Work to complete
The whole answer is the data below, retyped exactly.

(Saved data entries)
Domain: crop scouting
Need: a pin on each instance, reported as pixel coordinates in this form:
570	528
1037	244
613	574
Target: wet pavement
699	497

Answer area
Domain: crop scouting
Need: a pin on each instance, reported as pixel coordinates in this form:
570	528
1037	244
613	574
Target: wet pavement
699	497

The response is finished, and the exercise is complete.